## [Assignment]
Once the line with "rock face in this photo." is found in the entries below, repeat that line and every one after it exactly, ending at the last.

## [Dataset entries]
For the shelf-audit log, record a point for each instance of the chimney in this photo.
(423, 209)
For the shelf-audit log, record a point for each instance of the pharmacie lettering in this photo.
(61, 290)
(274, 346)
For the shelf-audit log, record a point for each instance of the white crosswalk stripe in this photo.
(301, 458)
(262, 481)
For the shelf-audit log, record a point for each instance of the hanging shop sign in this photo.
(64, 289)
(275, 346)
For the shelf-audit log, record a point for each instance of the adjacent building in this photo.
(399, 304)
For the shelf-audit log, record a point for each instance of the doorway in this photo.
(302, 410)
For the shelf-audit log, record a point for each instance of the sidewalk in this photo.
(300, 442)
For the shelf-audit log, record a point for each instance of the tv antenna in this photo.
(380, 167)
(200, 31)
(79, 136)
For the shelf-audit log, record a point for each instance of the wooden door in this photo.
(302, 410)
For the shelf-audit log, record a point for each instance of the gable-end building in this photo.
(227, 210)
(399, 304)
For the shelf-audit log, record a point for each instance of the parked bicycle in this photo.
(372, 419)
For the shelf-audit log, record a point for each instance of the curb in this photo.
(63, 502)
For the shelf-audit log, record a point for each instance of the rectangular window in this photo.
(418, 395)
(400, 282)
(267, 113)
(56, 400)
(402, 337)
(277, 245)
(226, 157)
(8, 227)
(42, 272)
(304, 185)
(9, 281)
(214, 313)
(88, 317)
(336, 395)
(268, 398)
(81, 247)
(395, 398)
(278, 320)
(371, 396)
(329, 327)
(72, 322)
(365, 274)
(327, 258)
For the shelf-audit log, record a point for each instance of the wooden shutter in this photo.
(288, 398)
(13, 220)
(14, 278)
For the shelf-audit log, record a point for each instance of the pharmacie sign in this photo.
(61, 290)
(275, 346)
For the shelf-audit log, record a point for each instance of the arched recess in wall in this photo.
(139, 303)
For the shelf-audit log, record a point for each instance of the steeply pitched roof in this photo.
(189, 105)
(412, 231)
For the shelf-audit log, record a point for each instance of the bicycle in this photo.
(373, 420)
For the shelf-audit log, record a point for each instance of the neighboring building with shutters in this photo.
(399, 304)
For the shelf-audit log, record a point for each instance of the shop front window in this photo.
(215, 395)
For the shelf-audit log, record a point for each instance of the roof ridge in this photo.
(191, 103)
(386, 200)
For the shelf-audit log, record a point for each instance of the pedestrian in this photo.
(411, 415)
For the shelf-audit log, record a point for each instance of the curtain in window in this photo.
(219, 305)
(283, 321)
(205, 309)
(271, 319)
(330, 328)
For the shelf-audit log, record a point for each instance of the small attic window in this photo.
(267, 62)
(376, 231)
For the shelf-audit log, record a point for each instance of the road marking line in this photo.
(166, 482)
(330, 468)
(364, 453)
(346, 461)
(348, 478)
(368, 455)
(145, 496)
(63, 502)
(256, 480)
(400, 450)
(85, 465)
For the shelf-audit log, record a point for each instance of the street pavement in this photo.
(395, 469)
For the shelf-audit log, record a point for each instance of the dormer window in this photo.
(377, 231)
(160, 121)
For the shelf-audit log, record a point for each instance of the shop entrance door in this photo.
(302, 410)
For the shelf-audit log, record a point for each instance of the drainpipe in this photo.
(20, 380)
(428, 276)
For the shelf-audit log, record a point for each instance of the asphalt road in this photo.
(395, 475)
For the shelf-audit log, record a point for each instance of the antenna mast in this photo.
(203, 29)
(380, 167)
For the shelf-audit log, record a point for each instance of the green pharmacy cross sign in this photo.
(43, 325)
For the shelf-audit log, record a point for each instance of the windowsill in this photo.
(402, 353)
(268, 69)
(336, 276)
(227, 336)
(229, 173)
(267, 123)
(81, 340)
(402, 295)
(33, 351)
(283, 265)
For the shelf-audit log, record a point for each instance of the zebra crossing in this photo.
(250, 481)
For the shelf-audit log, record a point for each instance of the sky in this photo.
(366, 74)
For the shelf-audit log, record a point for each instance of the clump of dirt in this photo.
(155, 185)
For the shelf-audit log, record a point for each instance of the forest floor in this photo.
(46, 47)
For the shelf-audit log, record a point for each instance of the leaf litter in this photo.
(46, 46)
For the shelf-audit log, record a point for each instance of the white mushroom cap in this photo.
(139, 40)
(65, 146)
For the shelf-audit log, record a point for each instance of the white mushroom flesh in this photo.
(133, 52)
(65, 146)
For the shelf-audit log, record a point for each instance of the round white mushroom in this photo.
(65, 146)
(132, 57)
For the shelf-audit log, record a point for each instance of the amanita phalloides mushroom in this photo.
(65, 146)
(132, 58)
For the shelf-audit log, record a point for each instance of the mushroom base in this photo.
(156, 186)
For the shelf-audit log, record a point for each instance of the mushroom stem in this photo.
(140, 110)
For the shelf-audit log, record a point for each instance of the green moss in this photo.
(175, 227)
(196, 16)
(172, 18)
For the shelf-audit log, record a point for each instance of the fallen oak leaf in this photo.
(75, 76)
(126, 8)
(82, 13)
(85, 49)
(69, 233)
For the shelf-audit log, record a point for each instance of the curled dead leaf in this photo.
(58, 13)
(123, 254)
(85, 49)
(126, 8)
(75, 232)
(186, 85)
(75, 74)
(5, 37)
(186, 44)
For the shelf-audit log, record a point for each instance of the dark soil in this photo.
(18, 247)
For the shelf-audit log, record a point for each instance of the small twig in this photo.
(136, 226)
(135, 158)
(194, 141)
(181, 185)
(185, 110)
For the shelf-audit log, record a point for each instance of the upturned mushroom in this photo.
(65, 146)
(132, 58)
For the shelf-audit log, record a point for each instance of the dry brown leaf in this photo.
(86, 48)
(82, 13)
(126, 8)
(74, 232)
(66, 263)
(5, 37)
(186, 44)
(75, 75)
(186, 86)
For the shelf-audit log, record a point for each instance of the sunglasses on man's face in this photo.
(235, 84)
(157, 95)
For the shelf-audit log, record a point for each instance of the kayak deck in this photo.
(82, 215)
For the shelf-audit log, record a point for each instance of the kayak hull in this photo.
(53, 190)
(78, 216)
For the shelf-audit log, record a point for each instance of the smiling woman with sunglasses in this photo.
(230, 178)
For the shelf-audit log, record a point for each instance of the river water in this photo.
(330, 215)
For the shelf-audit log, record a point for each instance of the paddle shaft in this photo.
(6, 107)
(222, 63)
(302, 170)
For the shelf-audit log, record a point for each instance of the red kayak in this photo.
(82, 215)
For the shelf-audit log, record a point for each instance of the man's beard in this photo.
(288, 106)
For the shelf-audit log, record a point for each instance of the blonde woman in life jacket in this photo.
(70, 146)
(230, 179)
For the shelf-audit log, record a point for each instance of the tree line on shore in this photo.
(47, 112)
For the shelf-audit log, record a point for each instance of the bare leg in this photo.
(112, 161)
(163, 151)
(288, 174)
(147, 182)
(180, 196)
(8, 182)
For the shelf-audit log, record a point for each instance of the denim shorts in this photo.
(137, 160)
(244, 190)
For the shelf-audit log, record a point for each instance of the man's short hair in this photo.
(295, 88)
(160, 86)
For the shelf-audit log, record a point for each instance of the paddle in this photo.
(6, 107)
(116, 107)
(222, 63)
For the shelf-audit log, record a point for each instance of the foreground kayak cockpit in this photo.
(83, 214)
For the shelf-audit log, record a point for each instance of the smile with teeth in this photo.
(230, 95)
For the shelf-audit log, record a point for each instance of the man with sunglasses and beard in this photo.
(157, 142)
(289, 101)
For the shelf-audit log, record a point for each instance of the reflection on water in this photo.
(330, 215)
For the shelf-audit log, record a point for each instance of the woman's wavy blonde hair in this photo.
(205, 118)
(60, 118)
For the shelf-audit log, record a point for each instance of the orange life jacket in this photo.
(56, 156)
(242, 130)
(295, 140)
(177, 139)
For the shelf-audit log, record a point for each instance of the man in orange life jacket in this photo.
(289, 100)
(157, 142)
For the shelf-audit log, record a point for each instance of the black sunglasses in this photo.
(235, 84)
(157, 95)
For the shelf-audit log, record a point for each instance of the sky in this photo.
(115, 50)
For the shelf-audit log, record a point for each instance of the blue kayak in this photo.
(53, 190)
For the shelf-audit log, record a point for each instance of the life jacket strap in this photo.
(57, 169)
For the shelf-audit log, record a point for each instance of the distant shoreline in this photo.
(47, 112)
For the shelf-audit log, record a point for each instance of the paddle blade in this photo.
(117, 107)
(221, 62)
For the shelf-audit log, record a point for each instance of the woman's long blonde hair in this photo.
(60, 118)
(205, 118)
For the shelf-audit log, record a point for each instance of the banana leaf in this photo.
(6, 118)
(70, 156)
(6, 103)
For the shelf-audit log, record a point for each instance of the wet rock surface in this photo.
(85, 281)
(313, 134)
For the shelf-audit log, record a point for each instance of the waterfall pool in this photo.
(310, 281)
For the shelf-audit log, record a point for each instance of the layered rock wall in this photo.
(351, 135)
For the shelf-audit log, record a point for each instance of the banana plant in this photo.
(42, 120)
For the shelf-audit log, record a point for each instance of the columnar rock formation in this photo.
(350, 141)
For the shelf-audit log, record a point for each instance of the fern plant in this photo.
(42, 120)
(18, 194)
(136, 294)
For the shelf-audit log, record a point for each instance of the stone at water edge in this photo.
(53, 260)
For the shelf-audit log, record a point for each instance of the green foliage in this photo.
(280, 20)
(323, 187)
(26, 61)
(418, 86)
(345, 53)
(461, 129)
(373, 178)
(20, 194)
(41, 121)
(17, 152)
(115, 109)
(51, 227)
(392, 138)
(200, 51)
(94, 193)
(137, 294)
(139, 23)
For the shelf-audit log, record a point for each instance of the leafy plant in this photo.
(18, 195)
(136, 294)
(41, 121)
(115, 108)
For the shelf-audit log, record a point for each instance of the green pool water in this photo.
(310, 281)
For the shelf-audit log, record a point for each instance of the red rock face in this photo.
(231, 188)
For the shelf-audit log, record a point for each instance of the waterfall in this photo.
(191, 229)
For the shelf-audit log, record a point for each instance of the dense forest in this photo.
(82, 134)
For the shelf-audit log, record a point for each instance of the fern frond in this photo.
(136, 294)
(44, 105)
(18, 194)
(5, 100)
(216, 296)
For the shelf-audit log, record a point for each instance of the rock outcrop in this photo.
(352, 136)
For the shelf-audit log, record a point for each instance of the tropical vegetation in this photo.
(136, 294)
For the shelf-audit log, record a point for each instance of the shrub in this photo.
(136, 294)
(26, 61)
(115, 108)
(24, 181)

## [Task response]
For the shelf-audit log, record a point for each instance of the red rock face in this photo.
(231, 188)
For the shelf-audit log, record a point for each instance of the waterfall in this photo.
(191, 229)
For the shelf-audit log, record a point for each instance of the dense forest in this photo.
(82, 134)
For the shelf-audit log, record a point for each instance of the fern frond in this photo.
(136, 294)
(44, 105)
(18, 194)
(5, 100)
(216, 296)
For the shelf-audit log, record a point for each instance of the rock outcrop in this photo.
(352, 136)
For the shelf-audit log, record a point for each instance of the tropical vegetation in this photo.
(136, 294)
For the shelf-audit log, record a point for each instance of the shrub in this photo.
(136, 294)
(26, 61)
(115, 108)
(24, 181)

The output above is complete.